(Reading passage)
The best of men
That e'er wore earth about Him was a Sufferer,
A soft, meek, patient, humble, tranquil spirit;
The first true gentleman that ever breathed.
About This Quote
Dekker’s lines come from an early‑seventeenth‑century play in which he turns to explicitly Christian moral language to define “true gentility.” In a culture where “gentleman” could mean lineage, wealth, or courtly polish, Dekker instead grounds the term in the model of Christ: suffering, meekness, patience, humility, and inner calm. The passage reflects a common Jacobean dramatic move—using a character’s speech to reframe social status as a matter of virtue rather than birth—while also echoing sermon rhetoric familiar to London audiences. The praise is thus both devotional (a portrait of Christ) and social critique (a rebuke to merely fashionable gentility).
(End Reading passage)
# [Task list]
1 – In the Dekker passage, on what model does Dekker ground the term "gentleman"?
2 – Write out the part of the Dekker passage starting at "About This Quote" and ending at "merely fashionable gentility).".
3 – Resume the Dekker passage on true gentility from the point where it stops.
The lines after the Dekker passage are not needed.
(Information)
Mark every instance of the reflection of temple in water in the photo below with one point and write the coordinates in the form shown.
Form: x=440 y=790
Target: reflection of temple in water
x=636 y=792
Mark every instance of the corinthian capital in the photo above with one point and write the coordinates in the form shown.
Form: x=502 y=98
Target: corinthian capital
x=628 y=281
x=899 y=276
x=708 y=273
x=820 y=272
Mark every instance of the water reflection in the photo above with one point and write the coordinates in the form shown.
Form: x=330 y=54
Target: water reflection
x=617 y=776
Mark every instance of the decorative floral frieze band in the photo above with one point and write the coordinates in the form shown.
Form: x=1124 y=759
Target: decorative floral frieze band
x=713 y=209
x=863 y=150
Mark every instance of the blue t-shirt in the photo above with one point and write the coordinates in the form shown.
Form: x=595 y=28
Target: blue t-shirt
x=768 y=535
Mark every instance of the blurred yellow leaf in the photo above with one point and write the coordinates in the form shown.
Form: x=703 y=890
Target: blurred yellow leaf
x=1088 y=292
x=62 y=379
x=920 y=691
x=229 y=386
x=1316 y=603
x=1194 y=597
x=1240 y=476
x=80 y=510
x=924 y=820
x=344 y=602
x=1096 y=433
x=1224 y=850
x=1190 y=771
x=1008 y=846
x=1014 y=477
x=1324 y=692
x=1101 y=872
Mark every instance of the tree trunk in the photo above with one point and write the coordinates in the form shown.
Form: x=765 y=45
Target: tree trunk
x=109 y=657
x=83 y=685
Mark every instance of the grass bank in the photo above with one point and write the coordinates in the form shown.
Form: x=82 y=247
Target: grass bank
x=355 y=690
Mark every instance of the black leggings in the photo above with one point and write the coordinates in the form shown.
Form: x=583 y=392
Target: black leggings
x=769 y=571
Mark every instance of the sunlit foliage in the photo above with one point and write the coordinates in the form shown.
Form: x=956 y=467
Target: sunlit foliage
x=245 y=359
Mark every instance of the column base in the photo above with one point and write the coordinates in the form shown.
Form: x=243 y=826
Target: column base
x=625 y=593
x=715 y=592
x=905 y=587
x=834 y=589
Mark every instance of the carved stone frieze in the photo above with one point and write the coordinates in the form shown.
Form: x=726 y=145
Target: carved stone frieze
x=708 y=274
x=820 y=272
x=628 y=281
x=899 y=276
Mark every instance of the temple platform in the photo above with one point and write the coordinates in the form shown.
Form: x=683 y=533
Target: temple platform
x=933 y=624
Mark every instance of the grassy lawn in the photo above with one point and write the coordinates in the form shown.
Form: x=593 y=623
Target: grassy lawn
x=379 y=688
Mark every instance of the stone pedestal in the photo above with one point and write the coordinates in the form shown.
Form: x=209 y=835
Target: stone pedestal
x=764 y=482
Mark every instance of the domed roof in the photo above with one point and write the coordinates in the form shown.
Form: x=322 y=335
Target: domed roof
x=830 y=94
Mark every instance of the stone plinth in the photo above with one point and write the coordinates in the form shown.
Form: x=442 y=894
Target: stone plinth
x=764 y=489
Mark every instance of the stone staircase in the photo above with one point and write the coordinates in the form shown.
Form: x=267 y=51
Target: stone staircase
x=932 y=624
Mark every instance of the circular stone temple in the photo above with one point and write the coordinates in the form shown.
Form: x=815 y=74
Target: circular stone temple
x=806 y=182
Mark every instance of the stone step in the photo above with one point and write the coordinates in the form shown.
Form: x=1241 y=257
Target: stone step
(End Information)
# [Task-by-task answers]
1 – He grounds it in the model of Christ.

2 –
About This Quote
Dekker’s lines come from an early‑seventeenth‑century play in which he turns to explicitly Christian moral language to define “true gentility.” In a culture where “gentleman” could mean lineage, wealth, or courtly polish, Dekker instead grounds the term in the model of Christ: suffering, meekness, patience, humility, and inner calm. The passage reflects a common Jacobean dramatic move—using a character’s speech to reframe social status as a matter of virtue rather than birth—while also echoing sermon rhetoric familiar to London audiences. The praise is thus both devotional (a portrait of Christ) and social critique (a rebuke to merely fashionable gentility).

3 –
Interpretation
The speaker defines “true gentleman” not by birth, wealth, or martial prowess but by moral and spiritual qualities: meekness, patience, humility, and tranquility. By identifying the supreme model as a “Sufferer,” the lines invert worldly hierarchies and make endurance and compassion the highest form of greatness. The phrase “wore earth about Him” stresses incarnation—divinity clothed in human flesh—so that gentleness is presented as both humanly attainable and divinely endorsed. In a culture where “gentleman” was a contested social label, the passage functions as a pointed ethical redefinition: the first and best gentleman is Christ, and gentility is proved through character, not status.